▶ **Data shown**:
************

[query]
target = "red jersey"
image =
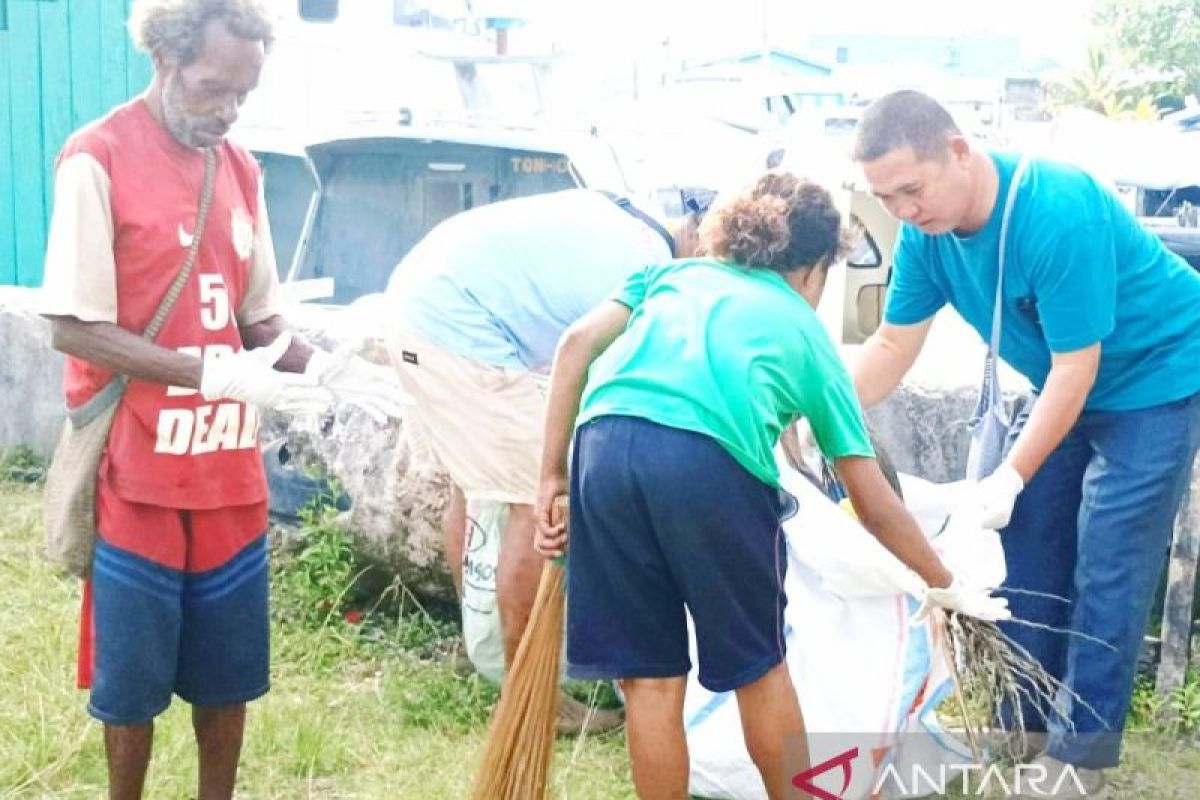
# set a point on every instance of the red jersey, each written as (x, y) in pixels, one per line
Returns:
(126, 198)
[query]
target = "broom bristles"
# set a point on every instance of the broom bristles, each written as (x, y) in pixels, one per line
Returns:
(520, 745)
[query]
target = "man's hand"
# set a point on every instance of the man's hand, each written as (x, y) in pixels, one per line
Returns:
(352, 379)
(957, 597)
(996, 494)
(250, 377)
(551, 516)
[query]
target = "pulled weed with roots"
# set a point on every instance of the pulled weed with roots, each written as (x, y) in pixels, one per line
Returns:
(997, 678)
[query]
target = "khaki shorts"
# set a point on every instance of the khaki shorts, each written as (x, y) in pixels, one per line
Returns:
(483, 423)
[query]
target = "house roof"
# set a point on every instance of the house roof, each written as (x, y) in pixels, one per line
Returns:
(777, 55)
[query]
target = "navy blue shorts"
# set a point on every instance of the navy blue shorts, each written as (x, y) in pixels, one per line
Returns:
(177, 605)
(663, 518)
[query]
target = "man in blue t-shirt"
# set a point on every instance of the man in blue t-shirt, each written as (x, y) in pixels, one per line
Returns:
(477, 310)
(1102, 319)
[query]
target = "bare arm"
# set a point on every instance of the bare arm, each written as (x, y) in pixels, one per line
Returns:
(883, 515)
(130, 354)
(113, 347)
(1071, 379)
(886, 359)
(581, 344)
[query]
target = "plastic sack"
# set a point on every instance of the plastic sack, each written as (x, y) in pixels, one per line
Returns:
(480, 563)
(863, 673)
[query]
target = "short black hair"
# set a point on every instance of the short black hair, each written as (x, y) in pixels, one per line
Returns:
(904, 119)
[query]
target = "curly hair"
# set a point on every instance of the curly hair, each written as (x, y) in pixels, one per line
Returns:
(175, 28)
(780, 223)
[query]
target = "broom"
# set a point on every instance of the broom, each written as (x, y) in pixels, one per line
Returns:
(520, 745)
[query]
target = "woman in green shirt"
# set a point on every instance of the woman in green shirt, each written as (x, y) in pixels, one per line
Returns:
(691, 372)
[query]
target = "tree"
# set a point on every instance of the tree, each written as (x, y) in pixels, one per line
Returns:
(1098, 85)
(1161, 36)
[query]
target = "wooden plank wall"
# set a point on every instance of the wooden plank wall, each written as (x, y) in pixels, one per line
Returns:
(63, 62)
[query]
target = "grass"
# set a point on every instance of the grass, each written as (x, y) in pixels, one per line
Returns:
(357, 710)
(364, 710)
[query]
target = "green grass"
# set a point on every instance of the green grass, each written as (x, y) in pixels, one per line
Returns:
(355, 711)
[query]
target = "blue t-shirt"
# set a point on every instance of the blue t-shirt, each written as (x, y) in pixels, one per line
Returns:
(502, 282)
(1080, 270)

************

▶ **Request**: Report how many lines of the material above contain the string "jersey", with case counting. Give only the number.

▶ **Answer to this task**: 2